▶ Document section
Don’t let your new journey be a rude awakening. Before you leave for campus, explore all of the costs associated with pursuing higher education (you can follow along while you’re reading using our handy guide
Tuition & Fees
Tuition is something that you’ll pay each semester (as well as in summer or J-term if you choose to take class during regular academic year breaks). Schools typically publish tuition prices a few semesters at a time. Once that period is up, they may decide to increase (or decrease) tuition. The price you’ll pay each semester can be effected by:
- In/Out-of-State Tuition Rates – Those who are a resident of the state where a higher education institution is located in will typically receive tuition rates much lower than those who reside out-of-state.
- Reciprocity – If you live in a state neighboring where you plan to attend school, you may qualify for reciprocity, which is an agreement between states allowing neighboring residents to receive in-state tuition rates. For example, Minnesota residents can pay reduced tuition at many public colleges and universities in North Dakota, South Dakota, and Wisconsin (there is also a limited reciprocity agreement with select community colleges in Iowa).
- Legacy Tuition – If you’re attending a school that your parent(s) are alumni of, you may still qualify for in-state tuition if you are not a state resident.
- Partner/Satellite Locations – Some larger colleges and universities have partner or satellite locations. Tuition may be different at these locations than at a school’s main campus.
- Online Courses – With today’s modern technology, online courses are commonplace. If you plan to take online coursework, determine if your school has extra fees for this course type.

▶ Stored data
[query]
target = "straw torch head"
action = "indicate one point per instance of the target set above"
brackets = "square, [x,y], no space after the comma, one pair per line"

▶ To do
1 > From the text on college costs, extract the passage starting at "- Online Courses" and ending at "this course type.", copying it word for word.
2 > Continue the text on the costs of higher education, starting after its final sentence.

▶ Answers for the exercise
1 >
- Online Courses – With today’s modern technology, online courses are commonplace. If you plan to take online coursework, determine if your school has extra fees for this course type.

2 >
In addition to tuition, your school will likely also charge student fees each semester. While it varies by school, these fees go to support things like the upkeep of certain buildings (like student unions and recreation centers), student activities, student government, and some campus services (like those for technology support and health services).
Unlike high school, you’ll need to purchase required materials for each course you’re enrolled in (in addition to your typical school supplies like notebooks, pencils, etc.). Materials will vary by course, but can get pricey. As reported by CBS News in January 2018
, the College Board estimates the average college student spends on books and course materials to be more than $1,200 each year.
Room & Board
- Textbooks – Each course you take will likely give a list of required and recommended materials. You can choose to buy from your school bookstore or elsewhere (like Amazon or an off-campus bookstore). Some schools do include textbook rental for general courses in tuition and fees, which can help you save you a lot!
- Lab Fees – If you are taking a lab course, you may have to pay for the extra materials the department needs to provide for the course.
- Other Course Costs – More specialized programs may require students to make additional purchases for classes (think background checks, immunizations, uniforms, and instruments for those going into medical fields, art supplies for various design courses, and flight costs for aviation programs).
If you’re living at home or still with family, this cost likely won’t impact you – win! Otherwise, living expenses can quickly add up when supporting education away from home.
- Living On-Campus – If you live on-campus, your general living expenses will be comprised of your room (housing) and board (typically a meal plan). What you pay to live in on-campus housing (usually a semester at a time, like tuition) will likely include many things that would be split out into separate bills if you had chosen to live off-campus. Of course, there are some tradeoffs. Depending on what housing your school offers, you may need to share a laundry room, bathrooms, and kitchen space with others on your floor or in your building. The price you pay will also vary depending on what type of room your select (a single room, traditional room, suite, apartment, newly-renovated room, etc.). Make sure to include room reservation fees when estimating expenses. If you plan to bring your car to campus, check out how on-campus resident parking works and the associated costs, too.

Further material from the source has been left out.